═══ SUPPLIED RECORDS
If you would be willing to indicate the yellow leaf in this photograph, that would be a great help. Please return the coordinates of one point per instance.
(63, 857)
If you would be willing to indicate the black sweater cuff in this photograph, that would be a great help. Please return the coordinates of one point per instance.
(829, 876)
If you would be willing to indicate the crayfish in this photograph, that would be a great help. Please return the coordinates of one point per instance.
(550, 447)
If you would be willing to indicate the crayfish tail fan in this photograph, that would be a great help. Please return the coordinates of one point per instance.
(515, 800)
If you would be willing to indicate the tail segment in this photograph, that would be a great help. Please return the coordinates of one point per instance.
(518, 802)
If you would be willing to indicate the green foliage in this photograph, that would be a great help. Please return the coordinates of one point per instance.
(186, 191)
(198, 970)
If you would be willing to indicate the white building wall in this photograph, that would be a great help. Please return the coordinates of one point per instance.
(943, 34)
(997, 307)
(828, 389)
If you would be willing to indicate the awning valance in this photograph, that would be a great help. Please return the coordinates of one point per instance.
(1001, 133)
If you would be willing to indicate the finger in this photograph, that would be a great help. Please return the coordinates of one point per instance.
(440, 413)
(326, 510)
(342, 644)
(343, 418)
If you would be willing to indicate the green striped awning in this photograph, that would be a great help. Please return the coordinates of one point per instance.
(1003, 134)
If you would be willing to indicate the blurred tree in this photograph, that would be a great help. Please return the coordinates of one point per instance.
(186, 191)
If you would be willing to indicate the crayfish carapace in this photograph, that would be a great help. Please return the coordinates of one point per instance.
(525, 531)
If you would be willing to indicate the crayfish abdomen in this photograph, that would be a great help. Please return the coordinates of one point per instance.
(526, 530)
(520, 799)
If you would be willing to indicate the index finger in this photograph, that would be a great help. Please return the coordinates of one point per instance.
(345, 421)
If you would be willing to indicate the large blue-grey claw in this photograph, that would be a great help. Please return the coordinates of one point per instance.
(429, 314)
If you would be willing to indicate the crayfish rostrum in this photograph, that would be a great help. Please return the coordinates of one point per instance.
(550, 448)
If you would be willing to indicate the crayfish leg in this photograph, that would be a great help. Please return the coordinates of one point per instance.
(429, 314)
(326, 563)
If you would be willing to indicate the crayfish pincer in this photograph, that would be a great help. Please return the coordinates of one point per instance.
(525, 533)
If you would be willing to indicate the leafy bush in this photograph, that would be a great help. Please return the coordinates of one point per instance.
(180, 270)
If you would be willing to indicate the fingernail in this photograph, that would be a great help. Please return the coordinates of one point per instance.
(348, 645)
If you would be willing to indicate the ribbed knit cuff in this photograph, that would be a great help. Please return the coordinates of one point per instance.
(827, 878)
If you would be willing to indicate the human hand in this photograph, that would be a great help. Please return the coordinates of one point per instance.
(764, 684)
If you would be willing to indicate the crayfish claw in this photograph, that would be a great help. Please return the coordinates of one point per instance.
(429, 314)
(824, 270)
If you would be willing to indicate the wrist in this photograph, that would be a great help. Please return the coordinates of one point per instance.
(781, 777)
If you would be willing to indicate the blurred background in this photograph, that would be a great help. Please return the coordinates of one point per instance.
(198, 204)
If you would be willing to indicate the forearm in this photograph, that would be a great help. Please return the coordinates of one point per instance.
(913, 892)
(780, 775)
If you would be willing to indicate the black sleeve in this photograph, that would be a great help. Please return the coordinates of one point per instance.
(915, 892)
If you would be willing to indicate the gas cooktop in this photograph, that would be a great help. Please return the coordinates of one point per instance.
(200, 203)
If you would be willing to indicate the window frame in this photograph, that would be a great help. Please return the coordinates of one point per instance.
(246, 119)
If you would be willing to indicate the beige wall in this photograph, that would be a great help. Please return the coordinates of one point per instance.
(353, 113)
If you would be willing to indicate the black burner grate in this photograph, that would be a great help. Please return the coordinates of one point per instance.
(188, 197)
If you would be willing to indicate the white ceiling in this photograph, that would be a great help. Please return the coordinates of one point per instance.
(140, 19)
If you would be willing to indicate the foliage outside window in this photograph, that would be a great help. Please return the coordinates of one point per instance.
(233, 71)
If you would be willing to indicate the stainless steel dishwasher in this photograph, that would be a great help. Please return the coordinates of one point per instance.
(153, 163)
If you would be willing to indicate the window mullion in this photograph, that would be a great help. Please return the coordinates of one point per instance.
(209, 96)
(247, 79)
══════
■ **INSTRUCTIONS FOR THE TASK**
Rewrite all of the material above, substituting "it would be greatly appreciated" for every occurrence of "that would be a great help" and leaving everything else unchanged.

■ **FULL SOLUTION**
If you would be willing to indicate the yellow leaf in this photograph, it would be greatly appreciated. Please return the coordinates of one point per instance.
(63, 857)
If you would be willing to indicate the black sweater cuff in this photograph, it would be greatly appreciated. Please return the coordinates of one point per instance.
(829, 876)
If you would be willing to indicate the crayfish in this photograph, it would be greatly appreciated. Please return the coordinates of one point per instance.
(550, 447)
If you would be willing to indicate the crayfish tail fan in this photograph, it would be greatly appreciated. Please return the coordinates of one point per instance.
(515, 800)
If you would be willing to indicate the tail segment in this photograph, it would be greatly appreciated. Please return the coordinates of one point per instance.
(518, 802)
If you would be willing to indicate the green foliage in this photograph, it would be greatly appreciated. Please return the coordinates of one point per instance.
(186, 191)
(198, 970)
If you would be willing to indicate the white building wall in this photograph, it would be greatly appreciated. Please return the coordinates of one point per instance.
(943, 34)
(997, 307)
(828, 389)
If you would be willing to indicate the awning valance in this photograph, it would be greatly appreciated. Please return the coordinates of one point per instance.
(1001, 133)
If you would be willing to indicate the finger in this photograph, it would be greatly appreciated. Please return the coordinates of one point per instance.
(440, 413)
(326, 510)
(342, 644)
(343, 418)
If you would be willing to indicate the green striped awning in this photograph, it would be greatly appreciated. Please return the coordinates of one point per instance.
(1003, 134)
If you would be willing to indicate the blurred tree in this photograph, it would be greatly appreciated. Please return the coordinates of one point per instance.
(186, 191)
If you would be willing to indicate the crayfish carapace in this photograph, it would be greatly appreciated. Please return the coordinates of one point per instance.
(525, 531)
If you would be willing to indicate the crayfish abdomen in this photograph, it would be greatly appreciated. Please return the coordinates of one point per instance.
(526, 530)
(520, 799)
If you would be willing to indicate the index finger in this photograph, it would be greatly appreciated. Please return the coordinates of one point per instance.
(345, 421)
If you would be willing to indicate the large blue-grey claw in this photograph, it would be greatly appreciated. Please return the coordinates of one point per instance.
(429, 314)
If you would be willing to indicate the crayfish rostrum in this photograph, it would be greatly appreciated. Please return the coordinates of one point per instance.
(550, 448)
If you would be willing to indicate the crayfish leg in this photograph, it would be greatly appreciated. Please return the coordinates of one point per instance.
(429, 314)
(326, 563)
If you would be willing to indicate the crayfish pincer in this photograph, it would be greatly appreciated. Please return the coordinates of one point per instance.
(525, 533)
If you would be willing to indicate the leafy bush in this photograph, it would be greatly appreciated. Please return the coordinates of one point per instance.
(180, 270)
If you would be willing to indicate the fingernail in this photograph, it would be greatly appreciated. Please return the coordinates of one point per instance.
(348, 645)
If you would be willing to indicate the ribbed knit cuff in this photograph, it would be greatly appreciated. Please return the coordinates of one point per instance.
(827, 878)
If you would be willing to indicate the human hand in this photograph, it would be greatly appreciated. Please return the coordinates of one point per instance.
(764, 684)
If you would be willing to indicate the crayfish claw in this photograph, it would be greatly appreciated. Please return the coordinates of one point per instance.
(429, 314)
(824, 270)
If you would be willing to indicate the wrist in this photograph, it would be greatly appreciated. Please return the coordinates of one point per instance.
(781, 777)
If you would be willing to indicate the blurred background in this photograph, it would be greatly appreciated. Please return the coordinates of one point per instance.
(198, 204)
If you would be willing to indicate the forearm in this photograph, it would be greatly appreciated. Please return the coordinates of one point per instance.
(913, 892)
(780, 775)
If you would be willing to indicate the black sleeve in this photograph, it would be greatly appreciated. Please return the coordinates of one point per instance.
(915, 892)
If you would be willing to indicate the gas cooktop in this photograph, it would be greatly appreciated. Please return the coordinates of one point per instance.
(200, 203)
If you would be willing to indicate the window frame in this photograph, it would be greatly appreciated. Please return the coordinates of one point per instance.
(246, 119)
If you would be willing to indicate the beige wall in this photograph, it would be greatly appreciated. Please return the coordinates of one point per instance.
(353, 113)
If you would be willing to indicate the black burner grate in this photograph, it would be greatly appreciated. Please return the coordinates of one point per instance.
(188, 197)
If you would be willing to indicate the white ceiling in this photograph, it would be greatly appreciated. Please return the coordinates of one point per instance.
(140, 19)
If you would be willing to indicate the foliage outside window in this photograph, it would be greatly appreciated. Please return the coordinates of one point per instance.
(233, 71)
If you would be willing to indicate the stainless steel dishwasher in this photograph, it would be greatly appreciated. Please return the coordinates of one point per instance.
(153, 163)
If you would be willing to indicate the window mullion in this photograph, it would be greatly appreciated. Please return the coordinates of one point per instance.
(209, 96)
(247, 79)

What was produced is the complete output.